Please set down the data again exactly, minus the pictures.

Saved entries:
# # #
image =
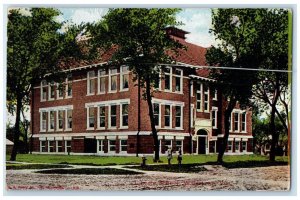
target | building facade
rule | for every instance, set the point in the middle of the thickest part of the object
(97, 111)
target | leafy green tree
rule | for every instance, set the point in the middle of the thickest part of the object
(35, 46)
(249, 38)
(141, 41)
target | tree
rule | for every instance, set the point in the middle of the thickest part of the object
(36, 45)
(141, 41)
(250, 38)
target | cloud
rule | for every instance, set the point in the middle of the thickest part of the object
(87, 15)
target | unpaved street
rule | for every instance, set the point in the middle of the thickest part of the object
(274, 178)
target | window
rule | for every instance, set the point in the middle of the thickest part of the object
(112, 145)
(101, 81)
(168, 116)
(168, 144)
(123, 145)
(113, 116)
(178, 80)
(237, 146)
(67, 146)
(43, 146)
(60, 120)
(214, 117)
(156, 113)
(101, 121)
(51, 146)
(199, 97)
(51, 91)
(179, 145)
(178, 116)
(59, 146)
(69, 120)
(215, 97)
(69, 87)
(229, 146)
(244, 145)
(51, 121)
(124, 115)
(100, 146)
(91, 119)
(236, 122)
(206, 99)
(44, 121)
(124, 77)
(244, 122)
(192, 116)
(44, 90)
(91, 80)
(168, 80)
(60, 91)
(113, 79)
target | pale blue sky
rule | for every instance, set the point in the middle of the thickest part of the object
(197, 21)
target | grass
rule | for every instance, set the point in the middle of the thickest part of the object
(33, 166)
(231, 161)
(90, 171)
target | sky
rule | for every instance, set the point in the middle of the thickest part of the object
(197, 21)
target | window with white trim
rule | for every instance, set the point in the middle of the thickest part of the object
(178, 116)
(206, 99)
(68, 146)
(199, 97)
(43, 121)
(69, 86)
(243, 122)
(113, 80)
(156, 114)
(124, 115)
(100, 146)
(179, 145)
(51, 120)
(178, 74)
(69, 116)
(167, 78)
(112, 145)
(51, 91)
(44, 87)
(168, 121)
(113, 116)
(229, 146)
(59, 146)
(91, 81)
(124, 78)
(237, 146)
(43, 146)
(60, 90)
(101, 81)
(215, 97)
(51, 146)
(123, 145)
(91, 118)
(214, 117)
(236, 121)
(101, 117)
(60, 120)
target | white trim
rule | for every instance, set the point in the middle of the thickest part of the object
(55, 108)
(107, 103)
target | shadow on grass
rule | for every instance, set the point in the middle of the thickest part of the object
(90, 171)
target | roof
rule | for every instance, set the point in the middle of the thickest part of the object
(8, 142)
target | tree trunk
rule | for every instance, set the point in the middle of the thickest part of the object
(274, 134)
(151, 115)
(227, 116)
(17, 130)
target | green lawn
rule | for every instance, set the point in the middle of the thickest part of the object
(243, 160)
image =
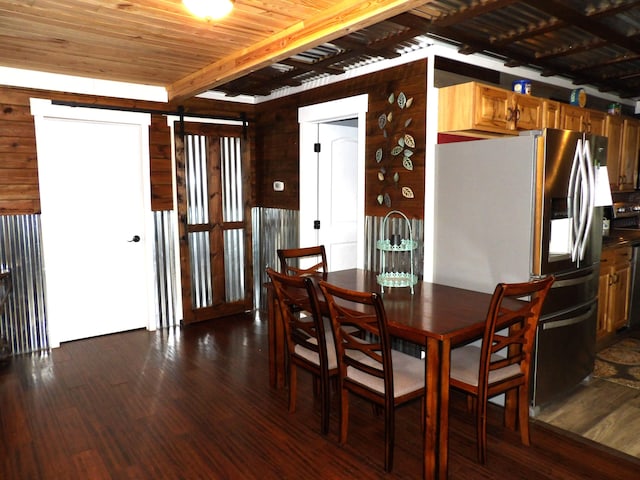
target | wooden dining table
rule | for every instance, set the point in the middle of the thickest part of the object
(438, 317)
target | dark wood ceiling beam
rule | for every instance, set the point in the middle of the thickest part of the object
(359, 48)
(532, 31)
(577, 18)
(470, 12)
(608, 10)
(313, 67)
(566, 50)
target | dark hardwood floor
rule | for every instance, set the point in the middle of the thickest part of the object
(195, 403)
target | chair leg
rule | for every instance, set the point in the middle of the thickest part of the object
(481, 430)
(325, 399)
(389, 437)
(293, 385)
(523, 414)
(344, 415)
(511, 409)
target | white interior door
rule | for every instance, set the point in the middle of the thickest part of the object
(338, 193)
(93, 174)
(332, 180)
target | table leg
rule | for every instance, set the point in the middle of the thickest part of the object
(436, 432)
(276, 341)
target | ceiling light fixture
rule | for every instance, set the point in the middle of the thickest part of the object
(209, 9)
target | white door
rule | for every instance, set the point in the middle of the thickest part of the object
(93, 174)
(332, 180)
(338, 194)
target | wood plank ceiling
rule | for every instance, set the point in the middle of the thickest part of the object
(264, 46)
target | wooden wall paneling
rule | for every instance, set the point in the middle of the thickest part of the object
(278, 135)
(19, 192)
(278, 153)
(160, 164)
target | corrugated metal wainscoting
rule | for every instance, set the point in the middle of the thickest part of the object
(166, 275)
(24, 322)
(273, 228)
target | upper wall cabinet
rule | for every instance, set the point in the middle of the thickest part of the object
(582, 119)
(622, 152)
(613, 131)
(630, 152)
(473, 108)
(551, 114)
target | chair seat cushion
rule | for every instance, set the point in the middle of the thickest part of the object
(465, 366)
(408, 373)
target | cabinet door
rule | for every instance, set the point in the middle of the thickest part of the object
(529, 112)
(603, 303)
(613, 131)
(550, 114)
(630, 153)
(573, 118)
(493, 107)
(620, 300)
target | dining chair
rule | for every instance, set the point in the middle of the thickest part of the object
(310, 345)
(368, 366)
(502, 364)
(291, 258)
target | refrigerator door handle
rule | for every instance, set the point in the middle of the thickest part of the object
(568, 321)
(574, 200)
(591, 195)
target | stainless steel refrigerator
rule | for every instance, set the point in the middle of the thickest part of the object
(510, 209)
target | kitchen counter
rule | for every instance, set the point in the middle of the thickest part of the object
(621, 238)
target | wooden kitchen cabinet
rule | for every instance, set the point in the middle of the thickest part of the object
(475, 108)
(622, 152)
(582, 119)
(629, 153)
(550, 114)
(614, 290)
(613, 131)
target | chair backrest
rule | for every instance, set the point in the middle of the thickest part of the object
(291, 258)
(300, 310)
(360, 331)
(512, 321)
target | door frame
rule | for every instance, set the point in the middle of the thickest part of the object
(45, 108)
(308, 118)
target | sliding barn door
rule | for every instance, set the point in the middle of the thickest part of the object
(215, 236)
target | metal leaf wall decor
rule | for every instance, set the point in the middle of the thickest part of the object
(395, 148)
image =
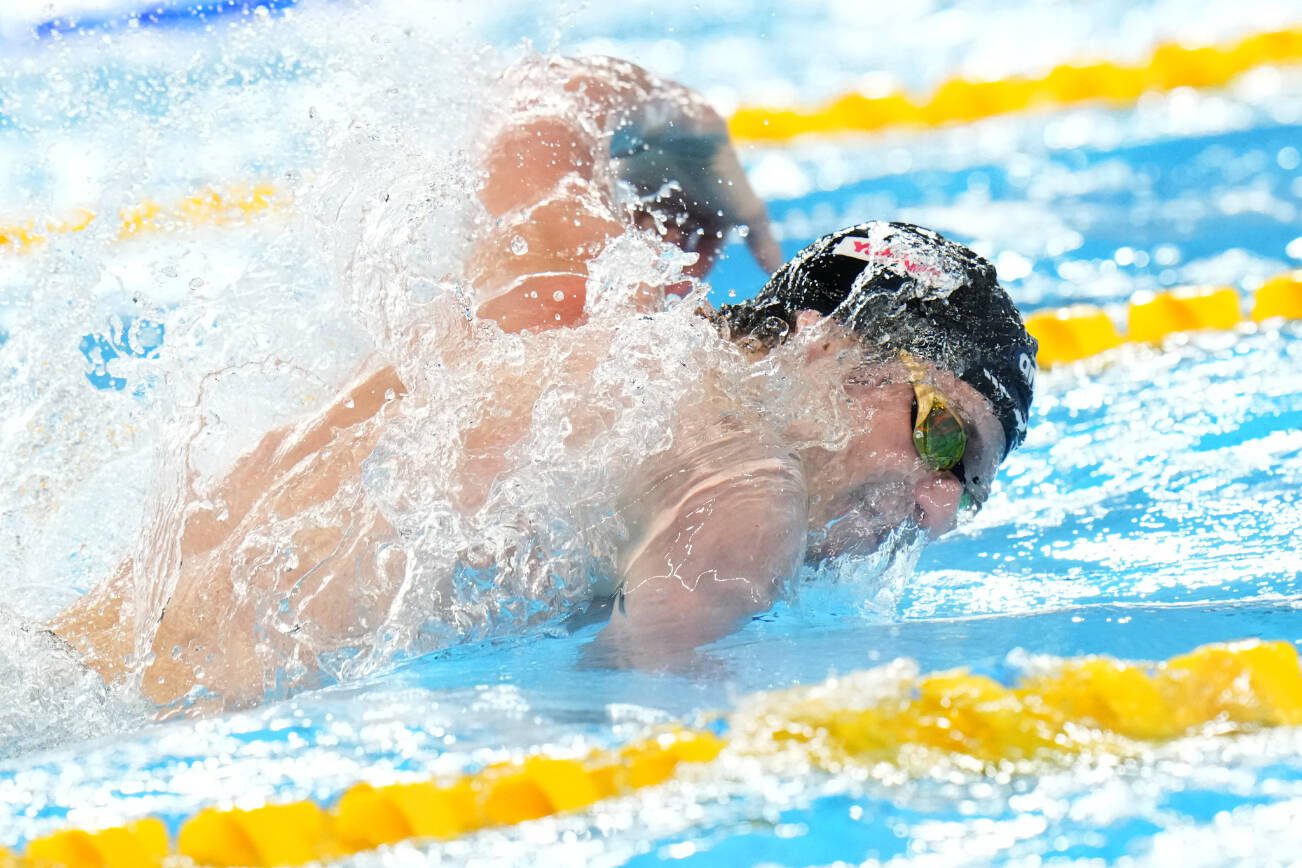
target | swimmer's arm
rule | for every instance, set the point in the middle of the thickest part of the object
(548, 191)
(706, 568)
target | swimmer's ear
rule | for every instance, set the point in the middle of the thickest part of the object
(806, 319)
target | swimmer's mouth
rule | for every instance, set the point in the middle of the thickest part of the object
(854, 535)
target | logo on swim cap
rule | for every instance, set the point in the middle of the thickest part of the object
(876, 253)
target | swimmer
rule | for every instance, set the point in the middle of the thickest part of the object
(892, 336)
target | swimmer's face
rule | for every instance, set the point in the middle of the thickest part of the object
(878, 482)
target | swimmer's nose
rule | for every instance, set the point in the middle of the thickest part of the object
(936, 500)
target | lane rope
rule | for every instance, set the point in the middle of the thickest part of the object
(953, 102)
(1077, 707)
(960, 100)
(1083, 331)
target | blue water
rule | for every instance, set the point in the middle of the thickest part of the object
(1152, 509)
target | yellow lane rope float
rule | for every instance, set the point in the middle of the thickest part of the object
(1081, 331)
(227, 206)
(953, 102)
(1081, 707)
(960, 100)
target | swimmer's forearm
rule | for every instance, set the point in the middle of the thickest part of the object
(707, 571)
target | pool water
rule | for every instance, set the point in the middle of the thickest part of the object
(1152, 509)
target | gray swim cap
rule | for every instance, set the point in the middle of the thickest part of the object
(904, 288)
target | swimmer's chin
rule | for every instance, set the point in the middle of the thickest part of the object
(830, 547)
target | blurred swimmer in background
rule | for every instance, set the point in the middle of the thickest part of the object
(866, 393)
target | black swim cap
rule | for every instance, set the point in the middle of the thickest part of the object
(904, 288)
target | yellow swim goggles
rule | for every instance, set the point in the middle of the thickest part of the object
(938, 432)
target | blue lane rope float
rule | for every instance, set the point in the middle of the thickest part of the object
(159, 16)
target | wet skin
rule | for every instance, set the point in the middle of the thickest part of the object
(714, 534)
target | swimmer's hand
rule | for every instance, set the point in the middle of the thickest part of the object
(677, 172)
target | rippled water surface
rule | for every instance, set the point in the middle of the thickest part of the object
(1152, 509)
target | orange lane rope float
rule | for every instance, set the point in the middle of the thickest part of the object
# # #
* _Response to this exercise_:
image =
target | building facade
rule | for every instance, set the point in the middle of the thickest part of the object
(97, 111)
target | leafy green tree
rule | for every instance, set the point in the middle of the thickest part of the object
(35, 46)
(249, 38)
(141, 41)
target | tree
rule | for every instance, set the point in the middle of the thickest part of the object
(36, 45)
(141, 41)
(250, 38)
target | cloud
rule | for every instance, set the point in the middle of the thickest part of the object
(87, 15)
target | unpaved street
rule | for every instance, set the point in the middle of the thickest part of the object
(274, 178)
target | window
rule | for every instance, set the point in the middle of the thickest part of the object
(112, 145)
(101, 81)
(168, 116)
(168, 144)
(123, 145)
(113, 116)
(178, 80)
(237, 146)
(67, 146)
(43, 146)
(60, 120)
(214, 117)
(156, 113)
(101, 121)
(51, 146)
(199, 97)
(51, 91)
(179, 145)
(178, 116)
(59, 146)
(69, 120)
(215, 97)
(69, 87)
(229, 146)
(244, 145)
(51, 121)
(124, 115)
(100, 146)
(91, 119)
(236, 122)
(206, 99)
(44, 121)
(124, 77)
(244, 122)
(192, 116)
(44, 90)
(91, 80)
(168, 80)
(60, 91)
(113, 79)
target | pale blue sky
rule | for every instance, set the point in the middle of the thickest part of the object
(197, 21)
target | grass
rule | for every instance, set the point in the middle of the thickest part of the object
(33, 166)
(231, 161)
(90, 171)
target | sky
rule | for every instance, set the point in the middle of the thickest part of the object
(197, 21)
target | window with white trim
rule | for every instance, set the point in the middle of the thickest part of the object
(178, 116)
(206, 99)
(68, 146)
(199, 97)
(43, 121)
(69, 86)
(243, 122)
(113, 80)
(156, 114)
(124, 115)
(100, 146)
(179, 145)
(51, 120)
(178, 74)
(69, 116)
(167, 78)
(112, 145)
(51, 91)
(44, 87)
(168, 121)
(113, 116)
(229, 146)
(59, 146)
(91, 81)
(124, 78)
(237, 146)
(43, 146)
(60, 90)
(101, 81)
(215, 97)
(51, 146)
(123, 145)
(91, 118)
(214, 117)
(236, 121)
(101, 117)
(60, 120)
target | white trim
rule | for every instance, set the point in the middle of the thickest part of the object
(55, 108)
(107, 103)
target | shadow on grass
rule | for every instance, set the point in the middle of the thickest part of the object
(90, 171)
target | roof
rule | for every instance, set the point in the middle of the thickest part of the object
(8, 142)
target | tree trunk
rule | for every instance, set the point in the middle of the thickest part of the object
(274, 134)
(151, 115)
(227, 116)
(17, 130)
target | green lawn
rule | for every instance, set the point in the middle of the thickest part of the object
(243, 160)
image =
target | wooden dining table
rule | for every instance, set the point in the middle of the thickest part of the object
(438, 317)
target | dark wood ceiling beam
rule | for every instance, set the point in the middle of the thickest part of the object
(359, 48)
(532, 31)
(577, 18)
(470, 12)
(608, 10)
(313, 67)
(566, 50)
target | dark hardwood floor
rule | for every instance, set the point in the middle of the thickest part of the object
(195, 403)
target | chair leg
rule | for every instance, set the point in the middle of the thickest part of the object
(481, 430)
(325, 399)
(389, 437)
(293, 385)
(523, 414)
(344, 415)
(511, 409)
target | white interior door
rule | for every instance, set the point in the middle of the thickest part of the object
(338, 193)
(93, 174)
(332, 180)
target | table leg
rule | for every instance, set the point in the middle of the thickest part of the object
(436, 432)
(276, 341)
target | ceiling light fixture
rule | for every instance, set the point in the middle of the thickest part of the object
(209, 9)
target | white door
rule | for every instance, set the point in the middle of the thickest part of the object
(93, 174)
(332, 180)
(338, 194)
target | wood plank ceiling
rule | for every instance, set the point in the middle of the thickest part of the object
(264, 46)
target | wooden wall paneling
rule | for every instance, set the point in the middle of the thickest part of the object
(278, 135)
(19, 192)
(278, 153)
(160, 164)
target | corrugated metal wainscoting
rule | for every instance, set the point in the middle of the thickest part of the object
(166, 275)
(24, 322)
(273, 228)
target | upper wall cabinet
rule | for every instance, set the point in the middle of the thickest part of the object
(582, 119)
(622, 152)
(613, 131)
(630, 152)
(473, 108)
(551, 114)
target | chair seat cushion
rule | for every instance, set the point in the middle of the thickest part of the object
(465, 366)
(408, 373)
target | cabinet door
rule | for every instance, set the point in the middle of the thickest part of the object
(529, 112)
(603, 303)
(613, 131)
(550, 114)
(630, 153)
(573, 118)
(493, 107)
(620, 300)
target | dining chair
rule | for every instance, set the point in the middle of the thickest part of the object
(310, 345)
(368, 366)
(502, 364)
(291, 258)
target | refrigerator door handle
rule | for every instance, set the point in the middle of the thickest part of the object
(568, 321)
(574, 200)
(591, 195)
target | stainless steel refrigerator
rule | for every instance, set the point in the middle of the thickest part of the object
(510, 209)
target | kitchen counter
rule | for every instance, set the point in the middle of the thickest part of the object
(621, 238)
target | wooden kitchen cabinet
rule | for every instance, set the point in the middle of the thickest part of the object
(475, 108)
(622, 152)
(582, 119)
(629, 153)
(550, 114)
(614, 290)
(613, 131)
target | chair backrest
rule | for every instance, set the point in the middle of the thickest part of the object
(291, 258)
(300, 310)
(360, 331)
(512, 321)
target | door frame
rule | for every instance, set the point in the middle of the thickest part of the object
(45, 108)
(308, 118)
target | sliding barn door
rule | for every instance, set the point in the middle of the thickest part of the object
(215, 236)
target | metal leaf wall decor
rule | for every instance, set the point in the middle of the thickest part of the object
(395, 148)
image =
target | swimmer's arm
rule | for every instance, set the point in the middle of the thickest part of the object
(548, 191)
(706, 568)
target | swimmer's ear
rule | for every instance, set the point in the middle of the thickest part of the object
(806, 319)
target | swimmer's mouth
rule | for every instance, set the point in the middle of the thickest part of the object
(854, 535)
target | logo on swim cap
rule | for every instance, set the point in the middle of the thickest part of the object
(876, 253)
target | swimmer
rule | for every instance, set the point in the middle of the thickest part of the object
(892, 336)
target | swimmer's face
rule | for every instance, set the point in the middle of the thickest part of the object
(878, 482)
target | swimmer's nose
rule | for every instance, set the point in the middle of the thickest part of the object
(936, 500)
target | lane rope
rule | for every instance, set the point in the middle of the thickest part of the object
(953, 102)
(1077, 707)
(960, 100)
(1083, 331)
target | blue water
rule | for every instance, set the point in the middle of the thickest part of the object
(1152, 509)
target | yellow lane rope float
rule | for every instance, set the point in the middle of the thickest part of the object
(1081, 331)
(227, 206)
(953, 102)
(1081, 707)
(960, 100)
target | swimmer's forearm
rule | for every instance, set the point in the middle of the thickest part of the object
(707, 571)
target | pool water
rule | for every instance, set the point in the middle of the thickest part of the object
(1152, 509)
target | gray swim cap
rule | for every instance, set the point in the middle of the thickest part of the object
(904, 288)
target | swimmer's chin
rule | for every instance, set the point in the middle of the thickest part of the object
(830, 547)
target | blurred swimmer in background
rule | for every instance, set the point in the middle of the thickest part of the object
(866, 393)
target | black swim cap
rule | for every instance, set the point in the middle of the thickest part of the object
(904, 288)
target | yellow swim goggles
rule | for every instance, set the point in the middle of the thickest part of the object
(938, 432)
target | blue lane rope float
rule | for every instance, set the point in the middle of the thickest part of the object
(159, 16)
target | wet skin
rule | for every instance, set the point in the middle of the thickest part of the object
(714, 534)
target | swimmer's hand
rule | for every instance, set the point in the middle of the thickest part of the object
(677, 172)
target | rippled water surface
rule | for every instance, set the point in the middle of the thickest part of the object
(1152, 509)
target | orange lane rope float
rule | for every instance, set the point in the middle of the thickest part of the object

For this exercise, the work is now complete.